◆ How to complete this task ◆
Instruction for the entries that follow: retype exactly the lines from the line with "Target: stone archway" to the line with "Expected: the position of each instance of the lounge", both included, and omit all others.
#### Material to process ####
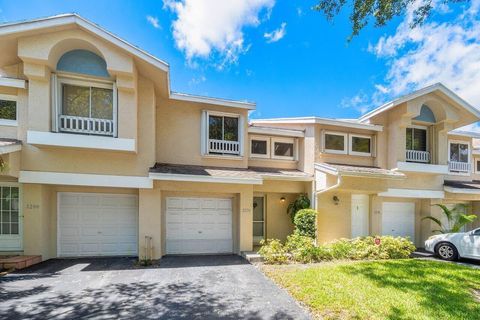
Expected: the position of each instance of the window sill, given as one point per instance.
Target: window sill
(68, 140)
(219, 156)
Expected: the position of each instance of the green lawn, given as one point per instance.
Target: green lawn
(395, 289)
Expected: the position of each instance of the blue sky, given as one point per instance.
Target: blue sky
(284, 56)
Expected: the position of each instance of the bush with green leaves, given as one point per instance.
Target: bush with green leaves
(302, 249)
(273, 251)
(304, 221)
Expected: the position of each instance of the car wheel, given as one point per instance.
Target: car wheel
(447, 251)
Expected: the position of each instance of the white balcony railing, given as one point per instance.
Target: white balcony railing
(456, 166)
(84, 125)
(418, 156)
(224, 147)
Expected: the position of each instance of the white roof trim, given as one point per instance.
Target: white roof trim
(209, 100)
(276, 131)
(10, 148)
(317, 120)
(80, 179)
(413, 193)
(461, 190)
(199, 178)
(12, 83)
(429, 89)
(72, 18)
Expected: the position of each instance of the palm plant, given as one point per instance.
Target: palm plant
(455, 219)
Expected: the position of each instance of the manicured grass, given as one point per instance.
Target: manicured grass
(395, 289)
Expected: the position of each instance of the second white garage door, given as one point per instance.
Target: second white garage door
(198, 225)
(398, 219)
(94, 224)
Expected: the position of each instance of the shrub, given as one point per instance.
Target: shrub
(305, 222)
(301, 248)
(273, 251)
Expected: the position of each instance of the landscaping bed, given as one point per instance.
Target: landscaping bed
(389, 289)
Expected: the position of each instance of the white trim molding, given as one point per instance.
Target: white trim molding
(198, 178)
(422, 167)
(13, 83)
(82, 179)
(413, 193)
(42, 138)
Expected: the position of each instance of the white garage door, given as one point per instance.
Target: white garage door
(398, 219)
(94, 224)
(199, 225)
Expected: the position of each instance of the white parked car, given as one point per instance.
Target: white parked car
(451, 246)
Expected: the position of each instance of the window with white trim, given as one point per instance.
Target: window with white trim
(223, 134)
(360, 145)
(8, 110)
(9, 210)
(283, 148)
(259, 147)
(335, 142)
(85, 106)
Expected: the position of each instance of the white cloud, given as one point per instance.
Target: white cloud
(276, 34)
(206, 28)
(154, 22)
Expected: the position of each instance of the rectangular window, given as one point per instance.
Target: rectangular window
(416, 139)
(360, 145)
(335, 142)
(223, 134)
(260, 147)
(9, 210)
(459, 152)
(283, 148)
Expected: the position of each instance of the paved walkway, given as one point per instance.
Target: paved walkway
(201, 287)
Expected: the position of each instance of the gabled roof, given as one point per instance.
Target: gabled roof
(69, 19)
(429, 89)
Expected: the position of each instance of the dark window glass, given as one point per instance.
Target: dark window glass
(334, 142)
(360, 144)
(283, 149)
(8, 110)
(259, 147)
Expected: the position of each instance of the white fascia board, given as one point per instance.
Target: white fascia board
(286, 178)
(42, 138)
(422, 167)
(215, 101)
(413, 193)
(317, 120)
(198, 178)
(81, 179)
(72, 18)
(276, 132)
(13, 83)
(10, 149)
(461, 190)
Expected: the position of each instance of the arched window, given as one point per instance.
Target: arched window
(83, 62)
(426, 115)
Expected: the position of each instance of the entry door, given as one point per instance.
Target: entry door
(258, 219)
(199, 225)
(398, 219)
(360, 210)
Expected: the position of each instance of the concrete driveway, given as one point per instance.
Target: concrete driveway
(199, 287)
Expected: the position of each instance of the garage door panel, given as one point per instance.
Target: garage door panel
(90, 225)
(203, 225)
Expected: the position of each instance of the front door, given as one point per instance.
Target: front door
(360, 211)
(258, 219)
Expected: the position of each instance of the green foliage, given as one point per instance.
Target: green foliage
(302, 202)
(381, 11)
(304, 221)
(273, 251)
(456, 220)
(302, 249)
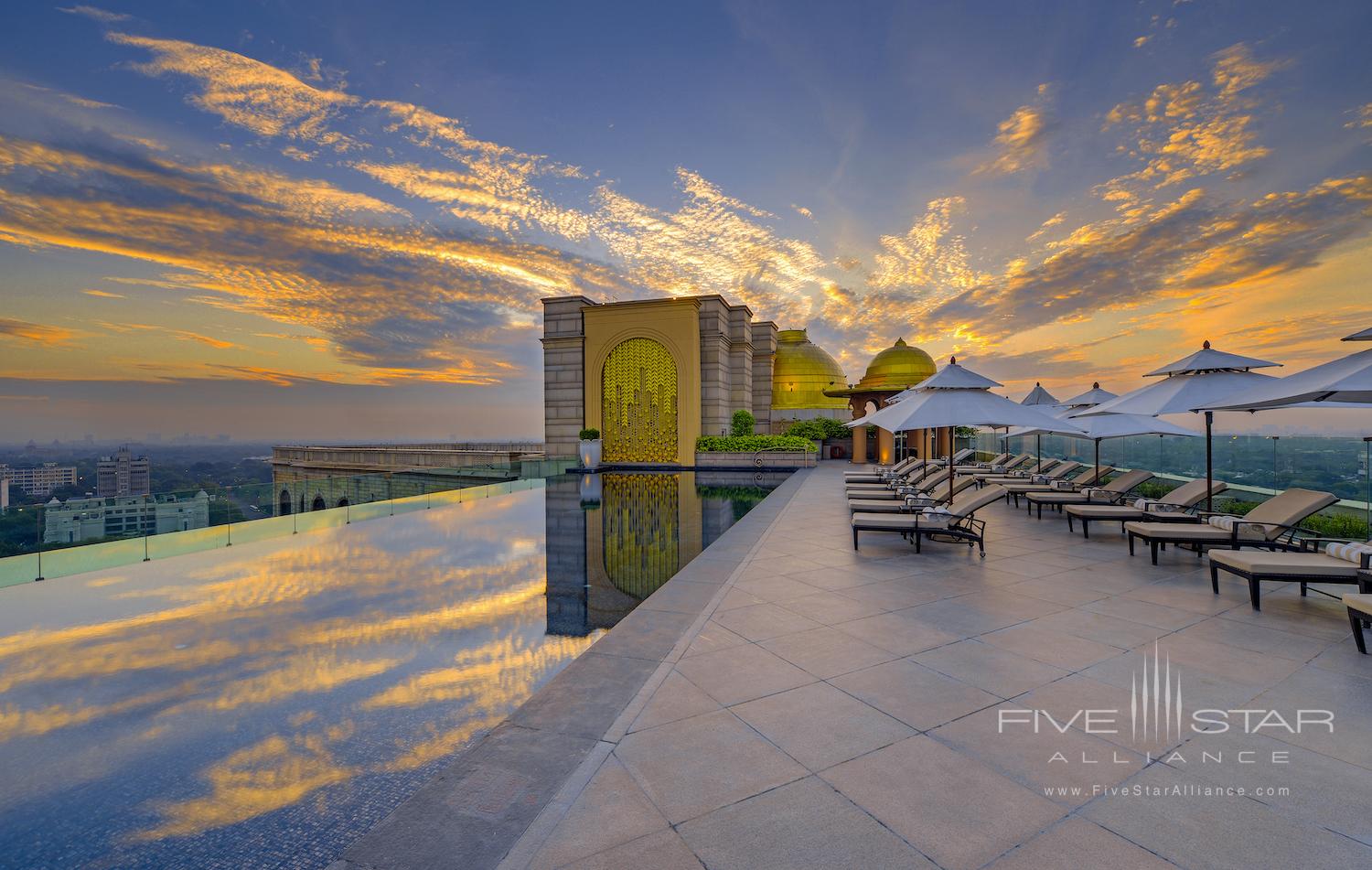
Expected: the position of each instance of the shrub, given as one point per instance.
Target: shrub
(818, 428)
(751, 444)
(741, 423)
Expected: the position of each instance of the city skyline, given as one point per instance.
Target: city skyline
(309, 222)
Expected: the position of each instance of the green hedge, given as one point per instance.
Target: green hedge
(818, 428)
(751, 444)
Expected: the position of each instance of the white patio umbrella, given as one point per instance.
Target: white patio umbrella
(957, 397)
(1195, 381)
(1110, 425)
(1339, 383)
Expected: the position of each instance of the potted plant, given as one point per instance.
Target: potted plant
(589, 449)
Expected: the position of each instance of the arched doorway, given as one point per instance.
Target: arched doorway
(638, 403)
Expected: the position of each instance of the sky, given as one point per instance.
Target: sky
(337, 220)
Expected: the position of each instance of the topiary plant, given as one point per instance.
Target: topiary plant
(741, 423)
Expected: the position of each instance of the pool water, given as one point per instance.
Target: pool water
(266, 704)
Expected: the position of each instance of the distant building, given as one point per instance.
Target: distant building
(40, 479)
(123, 474)
(91, 519)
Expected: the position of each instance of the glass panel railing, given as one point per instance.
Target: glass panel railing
(85, 534)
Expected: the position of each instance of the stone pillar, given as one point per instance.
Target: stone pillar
(861, 445)
(564, 373)
(885, 446)
(715, 389)
(765, 351)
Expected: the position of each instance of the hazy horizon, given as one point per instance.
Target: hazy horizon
(337, 222)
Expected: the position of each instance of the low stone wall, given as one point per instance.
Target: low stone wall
(770, 458)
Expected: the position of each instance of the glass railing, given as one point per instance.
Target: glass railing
(43, 541)
(1254, 467)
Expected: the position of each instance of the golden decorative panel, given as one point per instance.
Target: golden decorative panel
(638, 403)
(639, 530)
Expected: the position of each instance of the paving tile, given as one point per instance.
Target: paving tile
(675, 699)
(611, 810)
(713, 637)
(952, 809)
(1218, 831)
(1048, 647)
(741, 674)
(681, 596)
(820, 726)
(697, 765)
(800, 826)
(990, 669)
(763, 620)
(913, 693)
(1059, 762)
(660, 851)
(826, 652)
(897, 633)
(1077, 843)
(737, 598)
(831, 607)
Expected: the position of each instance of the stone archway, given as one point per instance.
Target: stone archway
(638, 403)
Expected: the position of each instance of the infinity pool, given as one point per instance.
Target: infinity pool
(263, 705)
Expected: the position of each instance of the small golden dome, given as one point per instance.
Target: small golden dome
(801, 371)
(896, 368)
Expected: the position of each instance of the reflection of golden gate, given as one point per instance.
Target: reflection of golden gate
(638, 403)
(641, 530)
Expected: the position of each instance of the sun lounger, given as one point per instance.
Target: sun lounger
(874, 474)
(1088, 478)
(1270, 526)
(1084, 496)
(908, 502)
(1339, 562)
(957, 521)
(1360, 614)
(1176, 507)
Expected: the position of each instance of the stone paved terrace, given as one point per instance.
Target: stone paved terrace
(840, 710)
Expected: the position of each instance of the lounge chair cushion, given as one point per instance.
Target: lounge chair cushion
(1349, 552)
(1188, 532)
(1358, 601)
(1297, 564)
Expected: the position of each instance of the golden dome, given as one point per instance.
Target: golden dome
(801, 371)
(896, 368)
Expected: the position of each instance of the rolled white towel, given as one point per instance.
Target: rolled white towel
(1349, 552)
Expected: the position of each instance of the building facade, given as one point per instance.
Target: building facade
(123, 474)
(652, 375)
(91, 519)
(41, 479)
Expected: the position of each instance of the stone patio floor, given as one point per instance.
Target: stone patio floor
(840, 708)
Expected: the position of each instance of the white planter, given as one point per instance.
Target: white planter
(589, 453)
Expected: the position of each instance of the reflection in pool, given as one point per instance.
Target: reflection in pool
(263, 705)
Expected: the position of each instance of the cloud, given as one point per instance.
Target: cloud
(38, 334)
(1020, 140)
(249, 93)
(95, 14)
(1190, 246)
(1183, 131)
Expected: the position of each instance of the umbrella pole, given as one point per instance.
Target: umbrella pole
(1209, 460)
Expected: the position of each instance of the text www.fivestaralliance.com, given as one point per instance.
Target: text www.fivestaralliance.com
(1169, 790)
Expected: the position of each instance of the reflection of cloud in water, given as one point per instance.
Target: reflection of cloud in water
(329, 641)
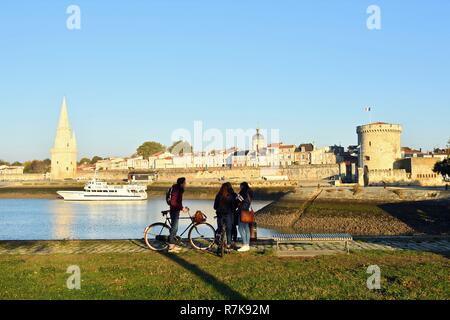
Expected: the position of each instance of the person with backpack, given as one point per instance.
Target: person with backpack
(224, 205)
(244, 198)
(174, 198)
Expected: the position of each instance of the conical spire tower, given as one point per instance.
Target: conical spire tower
(64, 151)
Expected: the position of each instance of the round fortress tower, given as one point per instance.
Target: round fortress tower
(379, 145)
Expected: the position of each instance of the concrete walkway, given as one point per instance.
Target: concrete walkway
(438, 245)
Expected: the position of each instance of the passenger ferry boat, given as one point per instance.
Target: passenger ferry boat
(96, 190)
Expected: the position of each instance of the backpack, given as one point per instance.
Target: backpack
(169, 196)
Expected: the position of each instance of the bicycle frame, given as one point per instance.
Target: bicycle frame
(169, 222)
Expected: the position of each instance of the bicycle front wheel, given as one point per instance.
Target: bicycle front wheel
(201, 236)
(156, 236)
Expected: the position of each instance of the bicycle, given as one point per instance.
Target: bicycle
(221, 238)
(201, 234)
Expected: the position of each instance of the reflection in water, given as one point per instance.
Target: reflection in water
(35, 219)
(63, 219)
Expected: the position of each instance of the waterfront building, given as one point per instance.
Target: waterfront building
(64, 151)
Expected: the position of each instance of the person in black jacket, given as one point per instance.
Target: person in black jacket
(224, 205)
(245, 198)
(176, 205)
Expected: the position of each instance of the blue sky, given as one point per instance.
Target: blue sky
(137, 70)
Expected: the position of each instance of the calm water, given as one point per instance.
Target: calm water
(43, 219)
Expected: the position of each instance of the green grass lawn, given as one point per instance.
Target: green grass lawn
(193, 275)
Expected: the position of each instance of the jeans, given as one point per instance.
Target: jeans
(235, 226)
(226, 218)
(174, 218)
(244, 230)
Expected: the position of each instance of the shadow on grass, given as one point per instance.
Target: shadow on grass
(218, 285)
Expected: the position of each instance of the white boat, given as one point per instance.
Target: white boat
(96, 190)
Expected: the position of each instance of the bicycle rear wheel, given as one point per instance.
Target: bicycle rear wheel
(202, 236)
(156, 236)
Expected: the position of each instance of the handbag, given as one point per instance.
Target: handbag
(199, 217)
(247, 216)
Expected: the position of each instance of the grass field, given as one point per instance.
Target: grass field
(193, 275)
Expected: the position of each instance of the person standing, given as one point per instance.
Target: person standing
(175, 201)
(224, 204)
(245, 198)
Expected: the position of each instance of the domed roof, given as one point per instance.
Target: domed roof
(258, 136)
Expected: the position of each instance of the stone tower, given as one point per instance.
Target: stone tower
(258, 142)
(379, 145)
(64, 152)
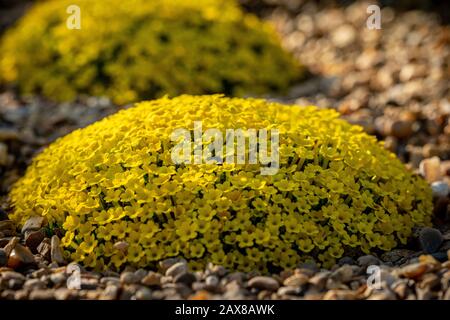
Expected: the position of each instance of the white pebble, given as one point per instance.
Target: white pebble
(440, 189)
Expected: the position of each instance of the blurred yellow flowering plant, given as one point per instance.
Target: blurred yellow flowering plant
(141, 49)
(115, 181)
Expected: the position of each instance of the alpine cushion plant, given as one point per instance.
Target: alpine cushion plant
(337, 190)
(140, 49)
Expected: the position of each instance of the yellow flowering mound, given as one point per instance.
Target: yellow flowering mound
(143, 49)
(337, 190)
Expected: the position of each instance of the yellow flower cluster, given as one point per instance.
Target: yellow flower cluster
(142, 49)
(337, 190)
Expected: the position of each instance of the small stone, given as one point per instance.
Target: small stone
(382, 295)
(339, 295)
(346, 260)
(440, 189)
(320, 279)
(20, 256)
(143, 294)
(4, 158)
(430, 239)
(289, 291)
(167, 263)
(343, 274)
(33, 239)
(152, 279)
(128, 278)
(343, 35)
(58, 279)
(12, 275)
(176, 269)
(3, 215)
(264, 283)
(111, 292)
(33, 223)
(430, 169)
(110, 280)
(413, 271)
(400, 129)
(3, 258)
(296, 280)
(56, 252)
(186, 278)
(397, 255)
(64, 294)
(11, 245)
(45, 294)
(33, 284)
(368, 260)
(44, 249)
(440, 256)
(212, 281)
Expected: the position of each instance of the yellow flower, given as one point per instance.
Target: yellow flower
(337, 191)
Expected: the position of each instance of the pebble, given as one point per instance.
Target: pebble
(44, 248)
(42, 294)
(128, 278)
(413, 271)
(3, 258)
(143, 294)
(430, 169)
(56, 252)
(212, 281)
(152, 279)
(33, 284)
(264, 283)
(110, 280)
(296, 280)
(368, 260)
(440, 189)
(289, 291)
(3, 215)
(33, 223)
(186, 278)
(111, 292)
(167, 263)
(20, 256)
(343, 274)
(6, 225)
(58, 279)
(430, 239)
(176, 269)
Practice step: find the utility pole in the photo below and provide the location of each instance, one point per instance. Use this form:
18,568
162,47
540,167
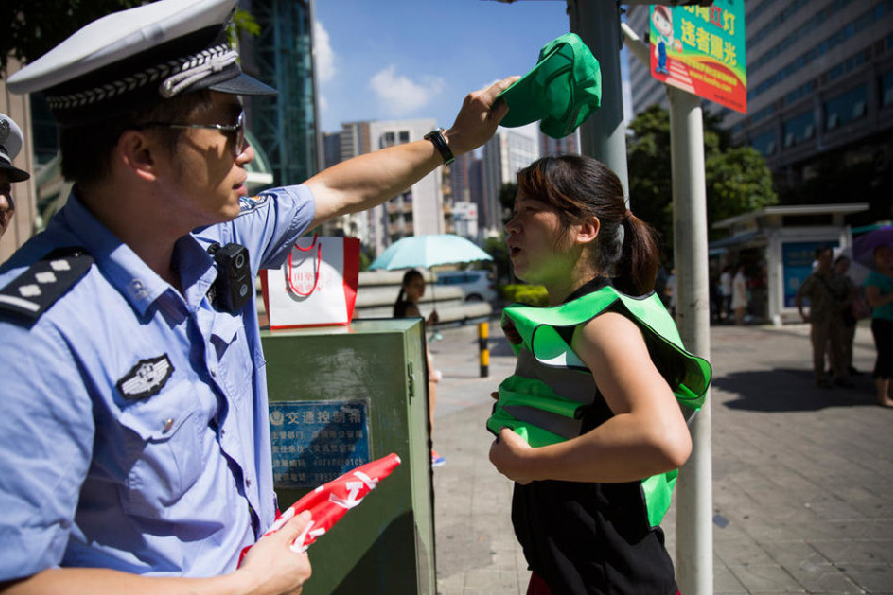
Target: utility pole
####
◆ Solution ◆
Target: stone archway
(638, 403)
Expected: the position of each instance of the infinity pool, given as one point per instance.
Target: infinity pool
(263, 705)
Expected: the position of each instance of the small golden dome, given as one point per instance.
Target: small golden dome
(801, 371)
(896, 368)
Expected: the position of each instance of the reflection of golden gate, given as one point per instance.
Target: reflection of golden gate
(638, 403)
(641, 530)
Expected: the position of each instance of the sun lounger, given as one point per instance.
Target: sun lounger
(874, 474)
(1088, 478)
(1270, 526)
(1084, 496)
(908, 502)
(1339, 562)
(957, 521)
(1360, 614)
(1176, 507)
Expected: the position of each instance of the stone paved terrace, given as one point per instance.
Target: stone paved terrace
(840, 710)
Expected: the position of each instance of the lounge chair cushion, given as one point per instance.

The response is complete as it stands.